---- DOCUMENT SEGMENT

Henry Jeffrey brings Naipaul and Fanon alive for the wrong reasons

Dear Editor,
In a recent letter in Kaieteur News (5/21/2023), Dr. Henry Jeffrey fired off a long and emotional outburst about oppression, a performance that in my view, brings to life V.S. Naipaul’s essay on power (in the Overcrowded Barracoon). It also begs the psychoanalytic work of Frantz Fanon.
Although the piece begins by invoking Aristotle, there is little evidence of “political science” in it. Instead, readers are subjected to a litany of predictable talking points associated with that electoral deadbeat, the WPA.

Instead of Aristotle, the one-time ardent supporter of the PPP, should have more properly begun his remonstrations with Tacuma Ogunseye. It should also be noted that Fanon had rejected Aristotle as useful in the analysis of colonial domination.
V.S. Naipaul was critical of Afro-Caribbean political rhetoric because of the tendency towards style and performance. Grand performance that is! Performance such as the speeches delivered by L.F.S. Burnham.

Like Mr. Burnham, the letter under consideration here is built around idiomatic expressions of historical suffering, all the while ignoring the author’s own highly active participation in government, the latter now offered up as a sacrificial lamb.
I have always insisted that slavery was more than an economic crime. It was also a crime against humanity, and worse, a crime that denied humanity. It was a systematically organised and executed machinery of racial power that obliterated peoples, communities, selves, and a great deal of the future.

Yes, I agree. But one must also be mindful of Frantz Fanon’s warning, if indeed that is what it was. Fanon wrote: “I will not make myself the man of the past. I do not want to sing the past to the detriment of my present and my future” (Black Skin: White Masks, 1952).

Fanon, the revolutionary psychiatrist, obviously knew well the temptations of power he had found in many, an aspiring leader. And one way or another, all of us in this land need to talk about Fanon’s construction of personal identity outside of the guarantee of absolution embodied in narratives of oppression.
He put it thus – “in no way does my basic vocation have to be drawn from the past of peoples of color” (1952, 201).

These must have been incredibly difficult words for Fanon. These were words that must have allowed him to break free from a consciousness, a state of mind, which had “hemmed” him in for so long. It would be wrong to universalise Fanon’s own “deliverance.”

But unlike Fanon’s courageous exit from the past in service of his own renewal, the letter under consideration here is a perfect illustration of a refusal to take history in your own hands. Instead, history is simply a permanent alibi, always available, always there to be used and abused whenever the occasion demands it.

--------
---- SUPPLIED INFORMATION

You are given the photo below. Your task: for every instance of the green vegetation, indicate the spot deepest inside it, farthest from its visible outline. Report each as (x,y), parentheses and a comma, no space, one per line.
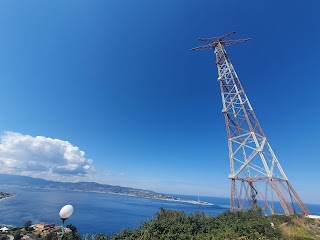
(250,224)
(178,225)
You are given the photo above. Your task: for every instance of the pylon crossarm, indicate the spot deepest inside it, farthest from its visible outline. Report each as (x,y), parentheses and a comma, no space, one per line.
(252,160)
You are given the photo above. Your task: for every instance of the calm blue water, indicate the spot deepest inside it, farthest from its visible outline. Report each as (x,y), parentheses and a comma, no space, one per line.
(96,212)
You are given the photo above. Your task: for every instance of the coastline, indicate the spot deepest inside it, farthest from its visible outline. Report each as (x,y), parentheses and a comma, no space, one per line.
(7,195)
(165,198)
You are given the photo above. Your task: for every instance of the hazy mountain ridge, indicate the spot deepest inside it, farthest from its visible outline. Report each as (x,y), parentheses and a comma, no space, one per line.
(24,181)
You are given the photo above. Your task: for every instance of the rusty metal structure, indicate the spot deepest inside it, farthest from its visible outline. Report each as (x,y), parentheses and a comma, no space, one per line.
(255,172)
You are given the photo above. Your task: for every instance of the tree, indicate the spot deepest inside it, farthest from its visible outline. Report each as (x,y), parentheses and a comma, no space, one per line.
(27,225)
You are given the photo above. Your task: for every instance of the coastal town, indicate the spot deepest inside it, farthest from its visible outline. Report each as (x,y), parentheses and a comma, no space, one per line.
(40,230)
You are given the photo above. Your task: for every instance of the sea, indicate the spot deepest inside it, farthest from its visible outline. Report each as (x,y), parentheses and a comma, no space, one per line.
(98,212)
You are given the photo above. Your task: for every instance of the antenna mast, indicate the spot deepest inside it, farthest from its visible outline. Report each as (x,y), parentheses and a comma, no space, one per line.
(255,172)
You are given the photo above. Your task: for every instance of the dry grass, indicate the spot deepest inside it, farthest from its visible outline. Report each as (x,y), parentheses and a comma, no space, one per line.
(301,228)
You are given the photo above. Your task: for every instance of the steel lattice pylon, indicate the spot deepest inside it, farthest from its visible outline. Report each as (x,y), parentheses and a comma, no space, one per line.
(256,174)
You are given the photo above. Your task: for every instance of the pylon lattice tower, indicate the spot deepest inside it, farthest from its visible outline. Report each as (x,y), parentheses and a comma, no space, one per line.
(255,172)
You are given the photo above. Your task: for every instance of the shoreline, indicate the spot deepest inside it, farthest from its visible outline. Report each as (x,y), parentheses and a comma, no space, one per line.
(167,198)
(11,195)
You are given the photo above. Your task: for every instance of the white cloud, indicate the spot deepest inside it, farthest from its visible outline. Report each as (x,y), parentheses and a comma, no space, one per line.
(42,157)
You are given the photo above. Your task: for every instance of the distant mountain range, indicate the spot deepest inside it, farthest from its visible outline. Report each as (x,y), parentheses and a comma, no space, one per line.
(23,181)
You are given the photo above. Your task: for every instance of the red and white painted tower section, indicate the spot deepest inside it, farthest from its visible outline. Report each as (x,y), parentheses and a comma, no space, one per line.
(255,172)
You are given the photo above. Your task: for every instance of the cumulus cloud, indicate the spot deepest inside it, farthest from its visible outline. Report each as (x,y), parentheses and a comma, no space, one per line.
(42,157)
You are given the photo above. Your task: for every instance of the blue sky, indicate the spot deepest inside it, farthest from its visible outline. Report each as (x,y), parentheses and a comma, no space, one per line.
(110,89)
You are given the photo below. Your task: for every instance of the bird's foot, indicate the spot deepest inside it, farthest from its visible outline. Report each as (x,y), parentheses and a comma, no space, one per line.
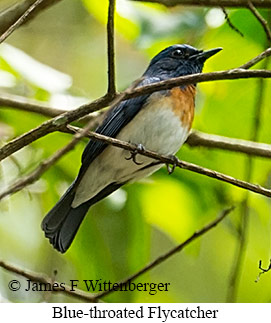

--------

* [GIVEN PROBLEM]
In the letter about Naipaul and Fanon, which newspaper printed Dr. Henry Jeffrey's letter?

* [RESULT FOR THIS EXERCISE]
Kaieteur News